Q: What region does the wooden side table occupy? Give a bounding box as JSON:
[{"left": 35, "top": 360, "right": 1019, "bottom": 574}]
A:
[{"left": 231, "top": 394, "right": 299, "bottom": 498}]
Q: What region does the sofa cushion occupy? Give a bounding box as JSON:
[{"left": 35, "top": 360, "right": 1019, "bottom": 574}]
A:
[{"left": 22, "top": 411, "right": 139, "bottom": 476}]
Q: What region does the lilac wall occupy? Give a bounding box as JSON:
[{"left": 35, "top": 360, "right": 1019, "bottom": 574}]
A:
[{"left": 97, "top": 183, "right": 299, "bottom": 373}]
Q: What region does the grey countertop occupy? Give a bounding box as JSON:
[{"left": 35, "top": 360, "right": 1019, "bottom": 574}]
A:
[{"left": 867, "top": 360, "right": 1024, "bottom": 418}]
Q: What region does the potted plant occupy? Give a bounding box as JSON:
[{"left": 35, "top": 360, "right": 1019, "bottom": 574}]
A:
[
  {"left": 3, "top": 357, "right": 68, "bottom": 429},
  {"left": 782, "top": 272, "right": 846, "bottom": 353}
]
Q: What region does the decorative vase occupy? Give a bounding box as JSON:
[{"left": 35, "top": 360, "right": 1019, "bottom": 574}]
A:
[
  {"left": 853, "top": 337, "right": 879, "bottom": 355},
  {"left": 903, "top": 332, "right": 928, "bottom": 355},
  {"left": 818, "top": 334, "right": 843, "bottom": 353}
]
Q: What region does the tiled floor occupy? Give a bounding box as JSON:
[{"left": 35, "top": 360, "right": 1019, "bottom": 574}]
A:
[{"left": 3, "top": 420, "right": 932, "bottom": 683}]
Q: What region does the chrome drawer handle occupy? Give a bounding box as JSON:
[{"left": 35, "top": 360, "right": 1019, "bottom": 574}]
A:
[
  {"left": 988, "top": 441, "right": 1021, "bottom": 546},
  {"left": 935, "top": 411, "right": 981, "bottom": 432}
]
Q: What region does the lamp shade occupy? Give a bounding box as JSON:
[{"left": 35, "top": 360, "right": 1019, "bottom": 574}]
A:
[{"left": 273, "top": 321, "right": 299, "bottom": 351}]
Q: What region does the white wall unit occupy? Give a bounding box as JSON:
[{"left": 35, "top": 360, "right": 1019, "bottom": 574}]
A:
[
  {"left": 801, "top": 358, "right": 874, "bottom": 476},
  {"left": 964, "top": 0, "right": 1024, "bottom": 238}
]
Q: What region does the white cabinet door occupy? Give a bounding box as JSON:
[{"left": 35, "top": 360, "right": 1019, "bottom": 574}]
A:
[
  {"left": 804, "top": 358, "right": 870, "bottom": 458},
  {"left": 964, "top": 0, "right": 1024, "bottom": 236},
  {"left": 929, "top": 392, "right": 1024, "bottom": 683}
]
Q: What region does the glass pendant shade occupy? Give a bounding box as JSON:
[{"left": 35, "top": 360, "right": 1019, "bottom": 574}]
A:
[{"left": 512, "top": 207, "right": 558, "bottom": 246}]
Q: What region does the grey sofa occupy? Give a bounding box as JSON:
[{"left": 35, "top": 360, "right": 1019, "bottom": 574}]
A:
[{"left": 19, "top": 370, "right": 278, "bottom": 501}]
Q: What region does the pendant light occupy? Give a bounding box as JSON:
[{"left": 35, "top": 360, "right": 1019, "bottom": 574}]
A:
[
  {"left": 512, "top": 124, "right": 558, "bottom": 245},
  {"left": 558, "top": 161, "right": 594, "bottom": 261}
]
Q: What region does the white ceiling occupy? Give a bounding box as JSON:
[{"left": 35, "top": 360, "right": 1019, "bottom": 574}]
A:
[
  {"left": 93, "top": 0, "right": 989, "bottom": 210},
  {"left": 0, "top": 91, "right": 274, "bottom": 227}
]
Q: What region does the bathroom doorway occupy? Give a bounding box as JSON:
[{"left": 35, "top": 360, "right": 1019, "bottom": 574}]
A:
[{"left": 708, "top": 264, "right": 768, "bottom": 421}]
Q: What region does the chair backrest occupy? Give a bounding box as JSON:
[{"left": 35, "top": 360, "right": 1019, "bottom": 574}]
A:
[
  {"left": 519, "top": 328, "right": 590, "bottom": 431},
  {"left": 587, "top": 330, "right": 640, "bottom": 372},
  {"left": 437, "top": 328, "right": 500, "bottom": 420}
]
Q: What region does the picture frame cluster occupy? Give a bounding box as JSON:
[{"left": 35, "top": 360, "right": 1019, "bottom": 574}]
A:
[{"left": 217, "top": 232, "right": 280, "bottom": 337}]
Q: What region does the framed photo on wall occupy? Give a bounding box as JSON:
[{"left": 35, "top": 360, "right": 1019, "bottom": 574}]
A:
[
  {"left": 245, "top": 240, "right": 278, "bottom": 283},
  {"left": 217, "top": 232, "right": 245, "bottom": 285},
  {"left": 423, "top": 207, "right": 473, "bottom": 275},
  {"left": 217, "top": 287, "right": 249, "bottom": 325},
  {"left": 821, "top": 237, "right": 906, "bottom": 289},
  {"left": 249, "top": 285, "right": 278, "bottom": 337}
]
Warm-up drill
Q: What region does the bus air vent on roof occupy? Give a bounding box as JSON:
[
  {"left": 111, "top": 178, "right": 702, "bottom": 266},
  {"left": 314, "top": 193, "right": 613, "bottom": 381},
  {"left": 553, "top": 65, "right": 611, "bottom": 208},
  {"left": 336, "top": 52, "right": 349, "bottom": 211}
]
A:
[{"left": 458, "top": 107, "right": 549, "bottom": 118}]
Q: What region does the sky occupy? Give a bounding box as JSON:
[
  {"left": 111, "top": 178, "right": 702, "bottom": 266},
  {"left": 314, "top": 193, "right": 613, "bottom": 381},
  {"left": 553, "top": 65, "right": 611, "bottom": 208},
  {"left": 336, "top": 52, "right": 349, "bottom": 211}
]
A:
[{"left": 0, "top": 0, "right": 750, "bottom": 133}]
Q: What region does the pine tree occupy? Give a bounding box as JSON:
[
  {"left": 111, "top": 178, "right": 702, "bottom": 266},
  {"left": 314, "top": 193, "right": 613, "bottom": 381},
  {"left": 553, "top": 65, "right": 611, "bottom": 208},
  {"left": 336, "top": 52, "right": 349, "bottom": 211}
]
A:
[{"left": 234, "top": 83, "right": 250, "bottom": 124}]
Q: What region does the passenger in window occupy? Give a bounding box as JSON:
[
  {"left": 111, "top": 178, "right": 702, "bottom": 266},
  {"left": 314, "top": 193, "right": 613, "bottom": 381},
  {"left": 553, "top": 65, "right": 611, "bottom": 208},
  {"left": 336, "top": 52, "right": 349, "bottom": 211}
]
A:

◇ ◇ ◇ ◇ ◇ ◇ ◇

**JOB**
Find every line above that contains the word "pendant", and copy each one in full.

**FULL ANSWER**
Q: What region does the glass pendant shade occupy? Give a bounding box as JSON:
Q: What region does the pendant light occupy? Give a bounding box as JSON:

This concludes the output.